* THE EXERCISE
Give the records back in full, exactly as they read.

##### DATA SECTION #####

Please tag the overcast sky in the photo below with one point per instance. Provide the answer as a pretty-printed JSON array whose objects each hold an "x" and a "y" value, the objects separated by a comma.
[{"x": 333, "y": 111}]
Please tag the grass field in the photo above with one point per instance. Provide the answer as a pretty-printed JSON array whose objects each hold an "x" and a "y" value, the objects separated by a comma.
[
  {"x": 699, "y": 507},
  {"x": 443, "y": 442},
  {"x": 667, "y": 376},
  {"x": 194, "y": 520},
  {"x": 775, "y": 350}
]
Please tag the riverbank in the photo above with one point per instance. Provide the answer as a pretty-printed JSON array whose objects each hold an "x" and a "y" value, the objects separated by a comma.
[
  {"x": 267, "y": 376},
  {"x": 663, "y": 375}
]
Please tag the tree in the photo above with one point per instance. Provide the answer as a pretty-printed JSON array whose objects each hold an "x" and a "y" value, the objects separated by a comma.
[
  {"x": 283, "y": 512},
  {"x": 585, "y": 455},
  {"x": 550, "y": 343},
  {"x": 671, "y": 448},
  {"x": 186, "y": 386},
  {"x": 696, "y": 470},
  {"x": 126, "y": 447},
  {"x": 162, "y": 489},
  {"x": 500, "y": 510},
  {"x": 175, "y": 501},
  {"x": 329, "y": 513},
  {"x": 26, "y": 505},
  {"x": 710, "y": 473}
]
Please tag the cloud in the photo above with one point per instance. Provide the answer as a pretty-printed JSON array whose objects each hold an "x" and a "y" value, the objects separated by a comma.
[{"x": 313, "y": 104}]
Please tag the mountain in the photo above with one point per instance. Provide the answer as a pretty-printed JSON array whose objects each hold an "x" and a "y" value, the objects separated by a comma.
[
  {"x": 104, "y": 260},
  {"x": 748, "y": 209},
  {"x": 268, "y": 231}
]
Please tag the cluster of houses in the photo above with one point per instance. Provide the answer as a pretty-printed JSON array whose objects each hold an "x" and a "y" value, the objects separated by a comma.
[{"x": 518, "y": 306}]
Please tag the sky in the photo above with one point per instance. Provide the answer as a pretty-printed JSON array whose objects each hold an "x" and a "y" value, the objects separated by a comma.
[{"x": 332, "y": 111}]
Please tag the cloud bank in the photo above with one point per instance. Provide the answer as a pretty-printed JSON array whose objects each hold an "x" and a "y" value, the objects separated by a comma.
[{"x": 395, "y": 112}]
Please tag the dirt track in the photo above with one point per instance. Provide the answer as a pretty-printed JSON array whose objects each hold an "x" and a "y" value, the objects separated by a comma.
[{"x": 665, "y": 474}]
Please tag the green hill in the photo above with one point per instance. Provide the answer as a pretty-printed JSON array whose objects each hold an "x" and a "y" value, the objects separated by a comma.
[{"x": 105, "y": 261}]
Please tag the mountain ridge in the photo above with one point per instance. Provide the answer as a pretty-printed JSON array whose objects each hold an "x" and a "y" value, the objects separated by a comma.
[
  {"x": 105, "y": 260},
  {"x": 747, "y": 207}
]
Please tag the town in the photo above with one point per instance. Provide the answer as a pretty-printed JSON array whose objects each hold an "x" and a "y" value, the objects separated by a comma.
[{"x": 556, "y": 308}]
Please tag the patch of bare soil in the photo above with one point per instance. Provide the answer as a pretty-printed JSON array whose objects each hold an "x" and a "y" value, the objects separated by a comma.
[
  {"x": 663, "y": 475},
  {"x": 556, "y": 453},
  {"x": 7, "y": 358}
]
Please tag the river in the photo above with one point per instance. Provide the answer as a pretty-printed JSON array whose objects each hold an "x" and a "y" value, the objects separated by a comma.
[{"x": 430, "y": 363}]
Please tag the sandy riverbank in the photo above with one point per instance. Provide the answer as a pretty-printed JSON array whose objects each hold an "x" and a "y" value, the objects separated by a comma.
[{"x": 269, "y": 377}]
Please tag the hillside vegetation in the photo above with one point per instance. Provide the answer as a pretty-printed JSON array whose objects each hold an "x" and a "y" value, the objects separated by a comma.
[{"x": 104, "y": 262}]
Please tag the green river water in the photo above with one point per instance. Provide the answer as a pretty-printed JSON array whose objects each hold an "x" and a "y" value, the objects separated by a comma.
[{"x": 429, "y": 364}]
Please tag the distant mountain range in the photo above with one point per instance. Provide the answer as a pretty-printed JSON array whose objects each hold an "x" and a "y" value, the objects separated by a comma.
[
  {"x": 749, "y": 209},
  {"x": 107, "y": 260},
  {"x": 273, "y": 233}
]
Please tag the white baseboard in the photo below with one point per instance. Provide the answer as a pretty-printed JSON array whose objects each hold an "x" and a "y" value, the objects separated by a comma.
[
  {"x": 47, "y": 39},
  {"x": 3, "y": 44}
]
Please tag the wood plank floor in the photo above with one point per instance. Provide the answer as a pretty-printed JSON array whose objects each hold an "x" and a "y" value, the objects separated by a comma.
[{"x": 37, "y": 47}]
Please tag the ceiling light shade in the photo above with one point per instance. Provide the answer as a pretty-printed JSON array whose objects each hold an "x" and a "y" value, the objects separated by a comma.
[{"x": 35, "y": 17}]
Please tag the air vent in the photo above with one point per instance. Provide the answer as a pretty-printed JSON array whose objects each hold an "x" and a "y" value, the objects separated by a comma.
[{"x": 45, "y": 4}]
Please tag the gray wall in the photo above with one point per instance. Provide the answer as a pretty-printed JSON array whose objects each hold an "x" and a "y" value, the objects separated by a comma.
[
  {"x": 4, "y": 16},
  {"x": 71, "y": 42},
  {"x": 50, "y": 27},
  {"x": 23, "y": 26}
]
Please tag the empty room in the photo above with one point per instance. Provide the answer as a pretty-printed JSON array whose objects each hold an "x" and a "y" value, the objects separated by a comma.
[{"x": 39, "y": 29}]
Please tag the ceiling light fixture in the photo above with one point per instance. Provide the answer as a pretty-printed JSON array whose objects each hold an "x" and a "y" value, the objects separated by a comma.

#####

* FULL ANSWER
Please tag the overcast sky in the photo below with one point per instance. Provide the answer as a pretty-printed JSON array whose objects each hold an "x" and a "y" value, the objects separated by a comma.
[{"x": 333, "y": 111}]
Please tag the grass field in the photo above with one point per instance. Provide the answer as a pretty-printed JSON array whose objects each hold an "x" and a "y" value, the objects separated by a comma.
[
  {"x": 699, "y": 507},
  {"x": 443, "y": 442},
  {"x": 667, "y": 376},
  {"x": 194, "y": 520},
  {"x": 775, "y": 350}
]
Please tag the riverbank in the photo above with one point per instance. Provide the answer as a pretty-printed JSON array whose objects each hold an "x" and a "y" value, the objects separated by a comma.
[
  {"x": 267, "y": 376},
  {"x": 663, "y": 375}
]
Please tag the tree in the photo above with one point per instance. Provide the answer as a pretty-printed JSON array whose objects each hold an "x" and a "y" value, the objects separated by a comma.
[
  {"x": 283, "y": 512},
  {"x": 585, "y": 455},
  {"x": 550, "y": 343},
  {"x": 671, "y": 448},
  {"x": 186, "y": 386},
  {"x": 696, "y": 470},
  {"x": 126, "y": 447},
  {"x": 162, "y": 489},
  {"x": 500, "y": 510},
  {"x": 175, "y": 501},
  {"x": 329, "y": 513},
  {"x": 26, "y": 505},
  {"x": 710, "y": 473}
]
Please tag the cloud in the photo above with one point per instance. Provide the answer as a pretty-printed JSON array whose objects each hold an "x" and a "y" value, the objects separated by a comma.
[{"x": 313, "y": 104}]
Please tag the mountain in the photo above with one point per instance. Provide the answer as a pretty-printed JSON array whose objects each hold an "x" and a "y" value, the objects separated by a comma.
[
  {"x": 104, "y": 260},
  {"x": 748, "y": 209},
  {"x": 268, "y": 231}
]
Please tag the cluster of houses in the photo above with one point per instance. Provide the answer as a pretty-printed JSON array whose objects each hold an "x" and a "y" value, the objects separated by a comma.
[{"x": 518, "y": 306}]
Please tag the sky in the photo above with one point per instance. Provide the answer as a pretty-printed JSON array whose objects each hold an "x" and a "y" value, the objects separated by a comma.
[{"x": 332, "y": 111}]
Please tag the cloud bank in the photo above with one point per instance. Provide the answer as a pretty-printed JSON array whose objects each hold an "x" and a "y" value, the objects separated by a comma.
[{"x": 395, "y": 112}]
Please tag the dirt track in the photo above with one point per instance. Provide the answer as a pretty-printed JSON array whose objects each hold an "x" and a "y" value, the objects separated by a comma.
[{"x": 665, "y": 474}]
Please tag the green hill in the photo above with one point per instance. Provide the answer as a pretty-printed JSON array whose objects each hold an "x" and a "y" value, the objects separated by a comma.
[{"x": 105, "y": 261}]
Please tag the mountain ridge in the photo above with one point per instance. Provide the answer as a pretty-printed JSON array whose objects each hold an "x" and a "y" value, the objects separated by a comma.
[
  {"x": 105, "y": 260},
  {"x": 747, "y": 207}
]
Please tag the town in the photo above with one point per instance. Provide the answer as a pretty-printed JSON array whose objects each hold an "x" and a "y" value, the objects separated by a comma.
[{"x": 556, "y": 308}]
Please tag the patch of bare soil in the photo above with one point per instance. Provide the answer as a pretty-printed JSON array whose objects each hold an "x" and a "y" value, the objects separated by a comma.
[
  {"x": 663, "y": 475},
  {"x": 556, "y": 453},
  {"x": 7, "y": 358}
]
Please tag the river in the photo above with one point per instance. Provide the answer as a pretty-printed JSON array whose objects each hold an "x" and a "y" value, the objects separated by a comma.
[{"x": 430, "y": 363}]
Please tag the sandy riverbank in the photo above with one point per instance. Provide the answer as a pretty-printed JSON array whose objects each hold an "x" and a "y" value, the objects separated by a comma.
[{"x": 269, "y": 377}]
Please tag the hillside vegetation in the photo above with one point per instance. Provide the answer as a pretty-printed JSON array whose objects each hold an "x" and a "y" value, the objects separated by a comma.
[{"x": 104, "y": 262}]
Please tag the green river water in the photo above with one point per instance. Provide the answer as a pretty-printed JSON array whose objects each hold an "x" and a "y" value, the objects separated by a comma.
[{"x": 429, "y": 364}]
Please tag the distant mountain range in the photo above with one point per instance. Provide the answer as a pretty-printed JSON array whose objects each hold an "x" and a "y" value, the objects separated by a comma.
[
  {"x": 749, "y": 209},
  {"x": 107, "y": 260},
  {"x": 273, "y": 233}
]
Please tag the white baseboard in the photo below with one point per instance. Provide the answer as a pretty-printed JSON array whose objects each hold an "x" and a "y" value, the objects separated by a comma.
[
  {"x": 47, "y": 39},
  {"x": 3, "y": 44}
]
Please tag the wood plank floor in the photo above with one point per instance. Provide the answer as a pretty-printed JSON array whose objects each hold an "x" and a "y" value, the objects separated by a comma.
[{"x": 37, "y": 47}]
Please tag the ceiling light shade in the photo above with one point per instance. Provide the answer as a pretty-printed JSON array whose objects each hold an "x" and a "y" value, the objects separated by a comma.
[{"x": 35, "y": 17}]
Please tag the air vent in the photo above with one point per instance. Provide the answer as a pretty-printed JSON array whose objects each hold an "x" and a "y" value, the objects separated by a comma.
[{"x": 45, "y": 4}]
Please tag the gray wall in the photo above with one point per instance. Provide the answer as a pretty-printed JSON array whose objects each hold an "x" and a "y" value, the objects separated by a comma.
[
  {"x": 4, "y": 16},
  {"x": 71, "y": 42},
  {"x": 50, "y": 27},
  {"x": 23, "y": 26}
]
Please tag the empty room in the photo above with one point per instance. Provide the answer as a pretty-printed JSON array whose objects each hold an "x" and a "y" value, the objects separated by a comma.
[{"x": 39, "y": 29}]
Please tag the ceiling light fixture in the photo above with one point per instance. Provide the answer as a pretty-printed JSON array whose objects each hold an "x" and a "y" value, the objects separated by a comma.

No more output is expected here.